-- Texto de lectura --

↓

Amigo,
a secas (Jn 15,9-17)
Jesús Peláez
Unos lo llamaban “Hijo de David”, o lo que es
igual, sucesor del rey David, pero nada en su exterior daba signos de realeza;
los letrados o doctores de la época lo consideraban “rabino (=maestro)”, aunque
la gente decía que tenía autoridad, pero no como la de ellos; los más atrevidos
le decían “Señor”, como el leproso que le suplicaba curación (Mt 8,3) o el
centurión que le pedía que curase a su criado (Mt 8,6). El libro de los Hechos
(10,18) resumió su vida con una frase lapidaria: “Pasó la vida haciendo el bien
y curando a los oprimidos por el diablo”.
Maestro,
sí, pero no mandó aprender de memoria ni cánones, ni libros, ni discursos
propagandísticos. No dejó escrito nada, ni siquiera sus memorias; de escribir
se encargarían más tarde sus seguidores.
Él, sin embargo, prefería que lo reconocieran como “amigo” a secas. Como tal había pasado por la vida: con la mano tendida hacia todos; con el dedo denunciando la opresión del pobre; con la voz, la amenaza y el gesto adusto de quien lucha contra la hipocresía y anuncia una nueva sociedad: la sociedad del amor mutuo.
Como
amigo no tuvo nunca secretos: todo lo que había dentro de sí lo comunicó, lo
compartió. Al final, en su última cena, lo dejó dicho claramente: “Ya no os
llamo siervos, porque el siervo no sabe lo que hace su señor; a vosotros os
llamo amigos porque todo lo que he oído de mi Padre os lo he dado a conocer”
(Jn 15,15).
Un
amigo, sin más: esto fue Jesús. Amigo que ama hasta el colmo, dispuesto siempre
a servir, sin secretos, ni trastienda, ni dobles intenciones; amigo que da y se
da hasta perderse. Algo que, según el libro del Eclesiástico (6,14) “no tiene
precio ni se puede pagar su valor: quien lo encuentra, encuentra un tesoro”.
Daba
su amistad a cuantos la aceptaban; la brindaba a todos. Sólo ponía una
condición: “Vosotros sois mis amigos si hacéis lo que os mando” (Jn 15,14). Y
lo que mandaba era algo imposible de mandar y que, si no surge de dentro, por
mucho que se mande no se realiza: “Que os améis unos a otros como Yo os he
amado” (Jn 15,12).

↑

-- Datos proporcionados --
↓

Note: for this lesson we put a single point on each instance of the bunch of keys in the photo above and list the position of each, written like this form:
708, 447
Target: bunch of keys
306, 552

↑

-- Tareas escritas --
1. Copia del texto sobre Jesús como amigo el tramo que va desde "Él, sin embargo, prefería" hasta "(Jn 15,15).".
2. Reescribe en forma de lista el párrafo del texto sobre Jesús como amigo que empieza con "Él, sin embargo, prefería", sin perder sus datos principales.
Los datos no tienen nada que ver con esto.

-- Respuestas correctas --
1.
Él, sin embargo, prefería que lo reconocieran como “amigo” a secas. Como tal había pasado por la vida: con la mano tendida hacia todos; con el dedo denunciando la opresión del pobre; con la voz, la amenaza y el gesto adusto de quien lucha contra la hipocresía y anuncia una nueva sociedad: la sociedad del amor mutuo.
Como
amigo no tuvo nunca secretos: todo lo que había dentro de sí lo comunicó, lo
compartió. Al final, en su última cena, lo dejó dicho claramente: “Ya no os
llamo siervos, porque el siervo no sabe lo que hace su señor; a vosotros os
llamo amigos porque todo lo que he oído de mi Padre os lo he dado a conocer”
(Jn 15,15).

2.
- Jesús prefería que lo reconocieran simplemente como "amigo".
- Como amigo pasó por la vida con la mano tendida hacia todos.
- Denunció la opresión del pobre.
- Luchó contra la hipocresía con la voz, la amenaza y el gesto adusto.
- Anunció una nueva sociedad: la sociedad del amor mutuo.